Cop allegedly assaults man recording him in Brooklyn subway station
Shawn Thomas recorded Police
Officer Efrain Rojas inside the Utica Ave. station while he was giving a
summons to another person. Rojas came over with his iPhone and started
recording his encounter with Thomas. Rojas asked Thomas to stop recording and
leave while Thomas hurled profanities. Thomas’ phone was taken away and the was
video deleted but later recovered. He was charged with multiple offenses.
A transit cop allegedly
assaulted, then arrested a 47-year-old man recording another man getting a
summons at a Brooklyn subway station, according to a bombshell video released
Wednesday.
Shawn Thomas of New Rochelle
claimed Police Officer Efrain Rojas attacked him, arrested him and then tried
to delete the video of Saturday’s interaction at Brooklyn’s Utica Ave. station.
Thomas told
photographyisnotacrime.com that Rojas dragged him out of the station, forced
him face down on a snowswept sidewalk and slammed his head into the pavement,
splitting his lip.
“I was bleeding profusely,” he
told the website. Attempts to reach Thomas for comment were unsuccessful
Wednesday. “I was having really bad head pains while in jail, so they took me
back to the hospital the following morning.”
Thomas was transported to the
hospital twice as he awaited his arraignment Sunday, he said, according to the
site.
He was released on his own
recognizance after being charged with obstructing government administration,
resisting arrest, criminal trespass and disorderly conduct. He is due back in
court April 1.

* Exercise data:
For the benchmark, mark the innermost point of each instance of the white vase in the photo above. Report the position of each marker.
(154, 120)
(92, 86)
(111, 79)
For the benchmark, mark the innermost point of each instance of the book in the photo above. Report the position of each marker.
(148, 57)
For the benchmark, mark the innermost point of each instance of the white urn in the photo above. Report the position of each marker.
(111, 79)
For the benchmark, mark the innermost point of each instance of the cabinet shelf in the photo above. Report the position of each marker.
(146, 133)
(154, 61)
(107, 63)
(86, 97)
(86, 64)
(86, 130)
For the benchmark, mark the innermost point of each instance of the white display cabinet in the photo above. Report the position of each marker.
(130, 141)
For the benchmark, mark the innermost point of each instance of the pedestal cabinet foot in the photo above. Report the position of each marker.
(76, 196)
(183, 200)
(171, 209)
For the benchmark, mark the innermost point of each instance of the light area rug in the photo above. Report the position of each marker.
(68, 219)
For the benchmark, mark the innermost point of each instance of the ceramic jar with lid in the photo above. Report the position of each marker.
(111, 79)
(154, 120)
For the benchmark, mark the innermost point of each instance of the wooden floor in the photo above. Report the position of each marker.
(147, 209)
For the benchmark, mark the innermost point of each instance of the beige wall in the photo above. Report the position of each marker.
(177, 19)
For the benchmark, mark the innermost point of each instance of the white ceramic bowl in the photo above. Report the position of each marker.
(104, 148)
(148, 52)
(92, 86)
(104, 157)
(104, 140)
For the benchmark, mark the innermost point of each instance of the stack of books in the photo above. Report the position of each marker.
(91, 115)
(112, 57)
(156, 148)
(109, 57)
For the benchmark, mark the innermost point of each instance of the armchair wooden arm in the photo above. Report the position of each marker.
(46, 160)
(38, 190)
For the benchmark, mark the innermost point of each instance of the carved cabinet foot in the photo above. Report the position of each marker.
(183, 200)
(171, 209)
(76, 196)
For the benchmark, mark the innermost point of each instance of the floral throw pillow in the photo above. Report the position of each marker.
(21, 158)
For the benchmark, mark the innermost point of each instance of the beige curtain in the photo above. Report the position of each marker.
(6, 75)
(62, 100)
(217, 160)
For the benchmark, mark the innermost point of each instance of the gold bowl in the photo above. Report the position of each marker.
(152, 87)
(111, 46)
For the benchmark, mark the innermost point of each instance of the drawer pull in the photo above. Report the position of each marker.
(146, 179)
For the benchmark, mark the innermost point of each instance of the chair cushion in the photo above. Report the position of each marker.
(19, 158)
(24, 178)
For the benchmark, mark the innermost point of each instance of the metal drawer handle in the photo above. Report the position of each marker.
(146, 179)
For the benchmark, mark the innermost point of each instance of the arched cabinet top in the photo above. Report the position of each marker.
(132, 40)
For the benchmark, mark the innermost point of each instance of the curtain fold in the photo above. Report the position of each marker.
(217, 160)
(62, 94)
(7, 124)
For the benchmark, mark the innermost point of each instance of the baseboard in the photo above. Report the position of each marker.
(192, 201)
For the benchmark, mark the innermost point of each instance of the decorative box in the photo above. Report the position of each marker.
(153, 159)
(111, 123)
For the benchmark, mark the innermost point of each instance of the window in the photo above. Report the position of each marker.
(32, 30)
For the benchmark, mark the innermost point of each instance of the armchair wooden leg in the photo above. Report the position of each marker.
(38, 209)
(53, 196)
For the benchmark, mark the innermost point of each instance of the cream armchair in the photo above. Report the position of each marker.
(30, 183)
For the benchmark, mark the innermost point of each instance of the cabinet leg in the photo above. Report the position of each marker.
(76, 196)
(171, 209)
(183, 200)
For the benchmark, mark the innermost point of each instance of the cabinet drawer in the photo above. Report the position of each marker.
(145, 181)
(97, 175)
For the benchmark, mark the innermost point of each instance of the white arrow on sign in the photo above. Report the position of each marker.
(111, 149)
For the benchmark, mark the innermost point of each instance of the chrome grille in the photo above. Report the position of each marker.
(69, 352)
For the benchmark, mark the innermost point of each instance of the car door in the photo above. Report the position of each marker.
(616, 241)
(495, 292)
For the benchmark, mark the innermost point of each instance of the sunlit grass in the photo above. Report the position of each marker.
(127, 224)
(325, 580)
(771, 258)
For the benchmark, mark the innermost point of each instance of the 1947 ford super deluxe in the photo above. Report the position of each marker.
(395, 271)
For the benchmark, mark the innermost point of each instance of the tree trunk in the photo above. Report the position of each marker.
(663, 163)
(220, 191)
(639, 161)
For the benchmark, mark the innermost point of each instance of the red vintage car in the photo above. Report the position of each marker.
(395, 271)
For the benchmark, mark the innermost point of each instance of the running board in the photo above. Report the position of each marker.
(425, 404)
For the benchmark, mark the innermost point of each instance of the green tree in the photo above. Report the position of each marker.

* Problem requirements: Retype the full article about the transit officer and the man recording at the Brooklyn subway station, word for word.

* Response to this exercise:
Cop allegedly assaults man recording him in Brooklyn subway station
Shawn Thomas recorded Police
Officer Efrain Rojas inside the Utica Ave. station while he was giving a
summons to another person. Rojas came over with his iPhone and started
recording his encounter with Thomas. Rojas asked Thomas to stop recording and
leave while Thomas hurled profanities. Thomas’ phone was taken away and the was
video deleted but later recovered. He was charged with multiple offenses.
A transit cop allegedly
assaulted, then arrested a 47-year-old man recording another man getting a
summons at a Brooklyn subway station, according to a bombshell video released
Wednesday.
Shawn Thomas of New Rochelle
claimed Police Officer Efrain Rojas attacked him, arrested him and then tried
to delete the video of Saturday’s interaction at Brooklyn’s Utica Ave. station.
Thomas told
photographyisnotacrime.com that Rojas dragged him out of the station, forced
him face down on a snowswept sidewalk and slammed his head into the pavement,
splitting his lip.
“I was bleeding profusely,” he
told the website. Attempts to reach Thomas for comment were unsuccessful
Wednesday. “I was having really bad head pains while in jail, so they took me
back to the hospital the following morning.”
Thomas was transported to the
hospital twice as he awaited his arraignment Sunday, he said, according to the
site.
He was released on his own
recognizance after being charged with obstructing government administration,
resisting arrest, criminal trespass and disorderly conduct. He is due back in
court April 1.